Parts of the exercise:
(a) In the taping forum thread, copy the text between "Good luck on" and "taping to him!!!", inclusive.
(b) According to the taping forum thread, about how many sheets can the poster handle before calling buddies to do the work?
(c) Write the next part of the taping forum thread, picking up after its final sentence.

Passage provided:
--------------------

Carpenter eyes said:


> Before i start, i tried the serch button and it sucked.


Ain't that the truth...............Someone mentioned doing searches on google brings up old threads much better.

Good luck on those 300 sheets. My max is about 25 before I call my buddies to come and do it for me.


----------



## ATHI (Jul 19, 2013)

Mountain Man said:


> First step, throw the banjo in the trash and cover it up so that no one accidentally finds it and experiences your misery! Step two, buy a bazooka. Step three, experience new levels of frustration and misery! Step four, figure it out and start taping at full speed OR sell it to a pro and leave the taping to him!!!

--------------------

Segmentation labeling entries
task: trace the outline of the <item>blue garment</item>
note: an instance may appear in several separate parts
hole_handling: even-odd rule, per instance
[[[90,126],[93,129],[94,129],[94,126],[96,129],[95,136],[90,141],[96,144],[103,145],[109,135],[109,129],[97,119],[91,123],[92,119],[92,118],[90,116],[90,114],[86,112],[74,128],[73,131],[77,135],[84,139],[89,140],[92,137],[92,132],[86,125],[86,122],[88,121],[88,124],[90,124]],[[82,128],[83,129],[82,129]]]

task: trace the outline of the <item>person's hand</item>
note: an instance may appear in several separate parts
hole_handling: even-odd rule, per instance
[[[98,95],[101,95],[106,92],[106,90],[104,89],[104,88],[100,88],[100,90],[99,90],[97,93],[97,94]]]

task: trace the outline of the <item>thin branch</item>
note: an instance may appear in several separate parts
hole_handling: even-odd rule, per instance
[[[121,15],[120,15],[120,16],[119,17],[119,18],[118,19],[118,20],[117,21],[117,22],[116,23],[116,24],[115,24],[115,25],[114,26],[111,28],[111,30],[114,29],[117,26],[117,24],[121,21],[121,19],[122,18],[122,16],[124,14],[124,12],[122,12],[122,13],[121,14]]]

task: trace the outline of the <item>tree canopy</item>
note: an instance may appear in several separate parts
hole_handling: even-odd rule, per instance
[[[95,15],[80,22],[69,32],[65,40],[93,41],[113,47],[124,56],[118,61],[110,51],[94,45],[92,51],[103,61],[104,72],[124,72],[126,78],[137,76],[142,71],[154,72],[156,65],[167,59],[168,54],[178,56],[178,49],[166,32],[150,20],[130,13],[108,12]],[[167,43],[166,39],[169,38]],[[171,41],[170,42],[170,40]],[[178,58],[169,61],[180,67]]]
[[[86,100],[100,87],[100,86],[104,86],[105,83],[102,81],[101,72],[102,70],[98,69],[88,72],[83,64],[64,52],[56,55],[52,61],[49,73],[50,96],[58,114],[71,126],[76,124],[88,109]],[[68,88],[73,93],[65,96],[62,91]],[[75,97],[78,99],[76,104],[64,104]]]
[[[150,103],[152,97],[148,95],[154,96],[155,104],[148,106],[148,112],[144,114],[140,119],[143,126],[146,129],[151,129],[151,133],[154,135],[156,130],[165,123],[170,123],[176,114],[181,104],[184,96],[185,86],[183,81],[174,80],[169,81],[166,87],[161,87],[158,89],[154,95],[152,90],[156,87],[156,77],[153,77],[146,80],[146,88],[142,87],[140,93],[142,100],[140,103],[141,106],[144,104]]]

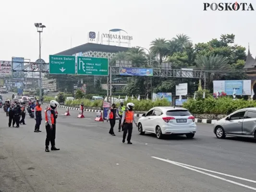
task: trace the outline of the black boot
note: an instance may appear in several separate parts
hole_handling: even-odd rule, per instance
[[[52,151],[59,151],[60,149],[57,149],[56,147],[55,147],[55,146],[52,146],[50,148],[50,150]]]
[[[49,150],[49,147],[48,146],[45,146],[45,152],[49,152],[50,150]]]

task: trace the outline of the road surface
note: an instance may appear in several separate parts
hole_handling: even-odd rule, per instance
[[[78,119],[78,111],[61,115],[65,110],[58,109],[61,150],[46,153],[44,120],[42,132],[34,132],[35,121],[28,116],[26,125],[9,128],[0,109],[0,192],[256,191],[253,139],[218,139],[212,125],[197,124],[193,139],[159,140],[134,127],[129,145],[122,143],[117,125],[112,136],[109,123],[95,121],[96,113]]]

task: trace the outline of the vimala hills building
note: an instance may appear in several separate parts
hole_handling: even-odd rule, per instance
[[[112,59],[119,52],[126,51],[129,48],[103,45],[96,43],[88,43],[83,45],[67,49],[55,55],[70,55],[83,57],[91,57],[108,58],[109,60]],[[48,78],[49,74],[45,74],[42,78],[42,87],[45,89],[49,89],[56,92],[61,90],[61,85],[63,84],[70,84],[72,82],[72,87],[77,84],[83,84],[83,82],[73,82],[72,78],[67,78],[67,75],[55,75],[56,78],[49,79]],[[87,75],[86,75],[87,76]],[[98,76],[92,77],[92,81],[95,82]],[[68,92],[70,90],[66,90]]]
[[[254,58],[248,47],[246,61],[244,69],[246,70],[248,79],[252,81],[252,89],[256,93],[256,58]],[[256,99],[256,95],[254,96],[254,100]]]

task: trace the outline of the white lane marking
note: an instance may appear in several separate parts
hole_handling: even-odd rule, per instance
[[[198,168],[197,167],[195,167],[195,166],[192,166],[189,165],[184,164],[184,163],[179,163],[179,162],[175,162],[175,161],[173,161],[173,162],[174,162],[174,163],[178,163],[178,164],[179,164],[180,165],[183,165],[183,166],[185,166],[189,167],[190,168],[197,168],[197,169],[203,170],[204,171],[210,172],[211,173],[217,173],[217,174],[219,174],[219,175],[224,175],[224,176],[227,176],[227,177],[232,177],[233,178],[237,179],[238,180],[246,180],[246,181],[252,182],[253,183],[256,183],[256,180],[248,180],[247,179],[243,178],[242,177],[234,176],[233,175],[228,175],[228,174],[226,174],[223,173],[220,173],[219,172],[211,171],[210,170],[206,169],[205,168]]]
[[[242,184],[242,183],[238,183],[237,182],[233,181],[232,180],[227,180],[227,179],[226,179],[225,178],[223,178],[222,177],[219,177],[219,176],[216,176],[216,175],[212,175],[211,174],[207,173],[206,173],[205,172],[199,171],[198,170],[195,169],[195,168],[193,168],[188,167],[187,166],[185,166],[184,165],[181,165],[181,164],[179,164],[179,163],[177,163],[176,162],[175,162],[174,161],[170,161],[170,160],[166,160],[166,159],[162,159],[161,158],[157,157],[156,156],[151,156],[151,157],[155,158],[155,159],[158,159],[158,160],[160,160],[162,161],[165,161],[165,162],[166,162],[167,163],[171,163],[172,164],[181,167],[183,168],[187,168],[188,169],[192,170],[193,171],[195,171],[197,172],[198,173],[202,173],[202,174],[205,174],[205,175],[208,175],[208,176],[210,176],[210,177],[214,177],[215,178],[219,179],[219,180],[224,180],[225,181],[229,182],[230,183],[233,183],[233,184],[234,184],[235,185],[239,185],[239,186],[241,186],[242,187],[245,187],[246,188],[248,188],[248,189],[252,189],[252,190],[254,190],[254,191],[256,191],[256,188],[255,188],[254,187],[251,187],[251,186],[248,186],[248,185],[244,185],[244,184]]]

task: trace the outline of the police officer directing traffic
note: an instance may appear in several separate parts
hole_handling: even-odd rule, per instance
[[[49,152],[49,144],[51,143],[51,150],[59,150],[55,147],[55,135],[56,132],[56,119],[57,115],[55,114],[55,109],[59,105],[58,102],[54,100],[50,101],[50,107],[45,112],[46,129],[46,139],[45,140],[45,151]]]
[[[119,132],[120,132],[121,130],[121,121],[122,117],[122,114],[123,113],[123,112],[125,111],[125,107],[123,106],[123,102],[122,101],[121,101],[120,102],[120,106],[118,108],[118,113],[119,114],[119,117],[120,117],[120,119],[119,119],[119,124],[118,126],[118,131]],[[123,126],[122,126],[122,132],[123,131]]]
[[[41,121],[42,120],[42,108],[40,102],[39,102],[38,105],[35,108],[34,114],[36,125],[34,132],[41,132],[39,130],[40,125],[41,125]]]
[[[134,122],[137,126],[137,123],[135,120],[134,117],[134,112],[133,108],[134,105],[133,103],[127,103],[127,107],[128,110],[126,110],[124,114],[122,115],[122,118],[121,122],[121,126],[123,125],[124,131],[122,135],[122,143],[125,142],[125,138],[126,137],[126,134],[127,131],[128,135],[127,136],[127,144],[133,144],[131,142],[131,138],[132,138],[132,132],[133,132],[133,123]]]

--------------------

Responses in order:
(a)
Good luck on those 300 sheets. My max is about 25 before I call my buddies to come and do it for me.


----------



## ATHI (Jul 19, 2013)

Mountain Man said:


> First step, throw the banjo in the trash and cover it up so that no one accidentally finds it and experiences your misery! Step two, buy a bazooka. Step three, experience new levels of frustration and misery! Step four, figure it out and start taping at full speed OR sell it to a pro and leave the taping to him!!!

(b) About 25.

(c)
This made me laugh :no:

I Have two professional drywall friends that refuse to use anything but their hands to tape. I once asked them why they don't use banjo's or bazooka's and the look on their face said it all. They looked like I just told them I backed my truck over their dog. They weren't as detailed as you are they just said they are .

Some people have a command for them and others don't.


----------



## Marven (Jul 15, 2013)

Bazooka (edit out:Banjo) is fine for a professional but who can afford to pay $1,000 for the tool unless you're going to use it every day. It's heavy too. It also takes a lot to clean it. If you think you might like to try one, you can rent them through your local Gypsum dealler.


----------



## kambrooks (Apr 24, 2012)

Marven said:


> Banjo is fine for a professional but who can afford to pay $1,000 for the tool unless you're going to use it every day. It's heavy too. It also takes a lot to clean it. If you think you might like to try one, you can rent them through your local Gypsum dealler.


You must be talking about a bazooka...


----------



## Carpenter eyes (Jan 10, 2012)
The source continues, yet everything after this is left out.